■ TASK OBJECTIVE:
Format the records as a numbered list, from the first line through the line that contains "[(49, 188)]", including both ends. Skip any blank lines.

[START OF TASK INPUT]

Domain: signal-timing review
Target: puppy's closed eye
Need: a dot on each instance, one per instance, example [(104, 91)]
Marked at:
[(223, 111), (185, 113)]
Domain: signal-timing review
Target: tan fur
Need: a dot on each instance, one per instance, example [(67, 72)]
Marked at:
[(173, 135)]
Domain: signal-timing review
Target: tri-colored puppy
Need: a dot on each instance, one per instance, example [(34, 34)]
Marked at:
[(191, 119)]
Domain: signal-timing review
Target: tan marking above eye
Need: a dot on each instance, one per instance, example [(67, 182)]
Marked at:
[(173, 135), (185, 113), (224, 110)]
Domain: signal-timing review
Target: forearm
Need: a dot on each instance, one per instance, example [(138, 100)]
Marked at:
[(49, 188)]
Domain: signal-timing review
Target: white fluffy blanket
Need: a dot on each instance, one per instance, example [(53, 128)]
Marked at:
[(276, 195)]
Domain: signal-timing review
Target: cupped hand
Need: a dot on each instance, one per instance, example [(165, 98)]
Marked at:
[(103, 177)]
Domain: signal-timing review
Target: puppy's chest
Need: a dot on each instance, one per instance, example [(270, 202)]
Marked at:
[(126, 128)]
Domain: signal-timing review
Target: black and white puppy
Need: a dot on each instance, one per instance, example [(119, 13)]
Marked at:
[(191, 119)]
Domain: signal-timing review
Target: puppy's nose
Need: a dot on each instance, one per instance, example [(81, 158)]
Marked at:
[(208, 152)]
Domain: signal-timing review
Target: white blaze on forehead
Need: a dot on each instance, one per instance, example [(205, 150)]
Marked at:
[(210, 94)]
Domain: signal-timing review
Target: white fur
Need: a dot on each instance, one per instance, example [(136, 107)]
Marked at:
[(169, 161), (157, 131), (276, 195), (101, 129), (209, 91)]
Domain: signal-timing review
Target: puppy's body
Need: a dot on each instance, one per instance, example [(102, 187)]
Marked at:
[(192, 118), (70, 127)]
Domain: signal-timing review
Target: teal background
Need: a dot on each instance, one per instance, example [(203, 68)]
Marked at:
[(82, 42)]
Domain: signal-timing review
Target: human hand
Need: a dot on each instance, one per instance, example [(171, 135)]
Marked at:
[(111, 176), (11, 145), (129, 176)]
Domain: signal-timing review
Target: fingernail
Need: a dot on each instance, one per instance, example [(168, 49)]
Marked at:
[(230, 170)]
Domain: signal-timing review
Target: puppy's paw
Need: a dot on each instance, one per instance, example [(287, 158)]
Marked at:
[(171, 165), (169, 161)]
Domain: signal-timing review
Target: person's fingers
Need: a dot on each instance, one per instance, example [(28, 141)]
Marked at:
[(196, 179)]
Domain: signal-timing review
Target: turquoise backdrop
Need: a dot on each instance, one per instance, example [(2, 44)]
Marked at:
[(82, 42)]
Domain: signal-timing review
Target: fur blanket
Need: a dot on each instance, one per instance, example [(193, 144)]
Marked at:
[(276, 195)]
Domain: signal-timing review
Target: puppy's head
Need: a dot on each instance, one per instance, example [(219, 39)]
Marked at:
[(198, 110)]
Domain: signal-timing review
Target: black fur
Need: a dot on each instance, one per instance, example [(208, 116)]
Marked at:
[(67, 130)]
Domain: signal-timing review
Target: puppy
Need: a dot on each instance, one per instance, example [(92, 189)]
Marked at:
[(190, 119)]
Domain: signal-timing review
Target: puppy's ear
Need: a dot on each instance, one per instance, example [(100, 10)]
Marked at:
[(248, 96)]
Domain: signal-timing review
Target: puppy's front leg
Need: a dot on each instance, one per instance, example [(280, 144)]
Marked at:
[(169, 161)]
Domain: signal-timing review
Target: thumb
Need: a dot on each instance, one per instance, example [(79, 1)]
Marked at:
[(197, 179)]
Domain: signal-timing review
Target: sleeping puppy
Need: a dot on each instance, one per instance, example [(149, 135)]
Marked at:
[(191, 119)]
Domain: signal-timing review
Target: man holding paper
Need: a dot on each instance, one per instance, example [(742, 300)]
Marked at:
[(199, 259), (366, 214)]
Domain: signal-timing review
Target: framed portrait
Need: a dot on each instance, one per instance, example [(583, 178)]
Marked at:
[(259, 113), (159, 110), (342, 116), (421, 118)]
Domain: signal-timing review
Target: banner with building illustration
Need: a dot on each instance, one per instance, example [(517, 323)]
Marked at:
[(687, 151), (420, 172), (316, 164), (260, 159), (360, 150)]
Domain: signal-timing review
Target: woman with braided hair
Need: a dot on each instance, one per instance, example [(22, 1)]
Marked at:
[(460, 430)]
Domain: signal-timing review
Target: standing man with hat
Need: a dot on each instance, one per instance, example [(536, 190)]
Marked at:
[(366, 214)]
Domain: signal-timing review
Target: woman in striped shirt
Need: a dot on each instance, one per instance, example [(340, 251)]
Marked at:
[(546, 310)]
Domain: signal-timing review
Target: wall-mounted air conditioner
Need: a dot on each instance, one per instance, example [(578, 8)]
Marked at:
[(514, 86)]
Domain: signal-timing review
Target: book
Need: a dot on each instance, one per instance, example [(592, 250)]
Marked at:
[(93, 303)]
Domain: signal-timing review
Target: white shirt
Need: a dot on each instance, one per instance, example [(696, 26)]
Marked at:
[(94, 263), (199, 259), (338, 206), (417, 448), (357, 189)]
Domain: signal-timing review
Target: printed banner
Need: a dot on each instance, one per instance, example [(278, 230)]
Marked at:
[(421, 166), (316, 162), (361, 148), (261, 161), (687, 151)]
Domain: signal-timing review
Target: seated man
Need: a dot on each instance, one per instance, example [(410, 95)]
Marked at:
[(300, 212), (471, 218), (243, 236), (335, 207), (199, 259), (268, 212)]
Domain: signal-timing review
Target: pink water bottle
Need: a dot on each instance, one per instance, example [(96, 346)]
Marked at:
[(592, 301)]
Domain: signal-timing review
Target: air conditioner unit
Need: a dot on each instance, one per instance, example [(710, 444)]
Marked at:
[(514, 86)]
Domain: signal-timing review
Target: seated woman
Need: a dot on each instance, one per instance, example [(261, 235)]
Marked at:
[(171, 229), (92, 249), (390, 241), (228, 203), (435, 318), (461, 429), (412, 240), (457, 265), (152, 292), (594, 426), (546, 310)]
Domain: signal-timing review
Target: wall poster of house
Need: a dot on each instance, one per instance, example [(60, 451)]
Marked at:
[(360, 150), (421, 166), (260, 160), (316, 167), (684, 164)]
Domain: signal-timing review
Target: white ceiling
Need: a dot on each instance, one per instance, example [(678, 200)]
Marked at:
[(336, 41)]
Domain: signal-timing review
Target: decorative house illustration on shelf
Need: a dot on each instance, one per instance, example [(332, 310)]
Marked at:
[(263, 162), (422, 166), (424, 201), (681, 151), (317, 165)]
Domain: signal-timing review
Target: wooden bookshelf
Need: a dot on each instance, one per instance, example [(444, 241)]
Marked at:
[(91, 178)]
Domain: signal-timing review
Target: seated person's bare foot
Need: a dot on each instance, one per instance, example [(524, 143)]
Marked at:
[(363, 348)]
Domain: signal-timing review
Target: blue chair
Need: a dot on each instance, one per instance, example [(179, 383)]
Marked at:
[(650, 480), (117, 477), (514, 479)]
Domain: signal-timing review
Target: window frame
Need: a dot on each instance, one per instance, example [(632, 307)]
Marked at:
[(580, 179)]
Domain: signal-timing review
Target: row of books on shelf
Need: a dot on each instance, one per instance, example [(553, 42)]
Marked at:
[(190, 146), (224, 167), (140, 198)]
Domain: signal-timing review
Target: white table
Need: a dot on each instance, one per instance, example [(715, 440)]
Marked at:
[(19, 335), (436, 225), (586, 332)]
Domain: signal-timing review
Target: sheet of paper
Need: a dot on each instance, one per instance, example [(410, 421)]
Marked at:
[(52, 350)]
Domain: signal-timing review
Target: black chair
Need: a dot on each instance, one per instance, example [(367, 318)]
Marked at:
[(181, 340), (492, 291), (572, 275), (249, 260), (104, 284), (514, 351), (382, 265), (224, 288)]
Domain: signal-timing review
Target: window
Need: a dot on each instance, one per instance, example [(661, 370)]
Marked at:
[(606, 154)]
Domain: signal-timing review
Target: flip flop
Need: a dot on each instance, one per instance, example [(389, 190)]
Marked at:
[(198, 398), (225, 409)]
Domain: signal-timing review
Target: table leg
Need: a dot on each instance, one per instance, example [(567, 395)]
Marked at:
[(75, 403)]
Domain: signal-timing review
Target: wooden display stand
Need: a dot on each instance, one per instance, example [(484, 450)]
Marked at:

[END OF TASK INPUT]

■ WRITTEN REPLY:
1. Domain: signal-timing review
2. Target: puppy's closed eye
3. Need: a dot on each instance, one per instance, example [(104, 91)]
4. Marked at:
5. [(223, 111), (185, 113)]
6. Domain: signal-timing review
7. Target: tan fur
8. Need: a dot on each instance, one per instance, example [(67, 72)]
9. Marked at:
10. [(173, 135)]
11. Domain: signal-timing review
12. Target: tri-colored puppy
13. Need: a dot on each instance, one per instance, example [(34, 34)]
14. Marked at:
15. [(191, 119)]
16. Domain: signal-timing review
17. Target: tan marking above eye
18. Need: a dot on each instance, one per instance, example [(67, 182)]
19. Marked at:
20. [(173, 135), (185, 113), (224, 110)]
21. Domain: signal-timing review
22. Target: forearm
23. Need: a dot on each instance, one per instance, example [(138, 100)]
24. Marked at:
25. [(49, 188)]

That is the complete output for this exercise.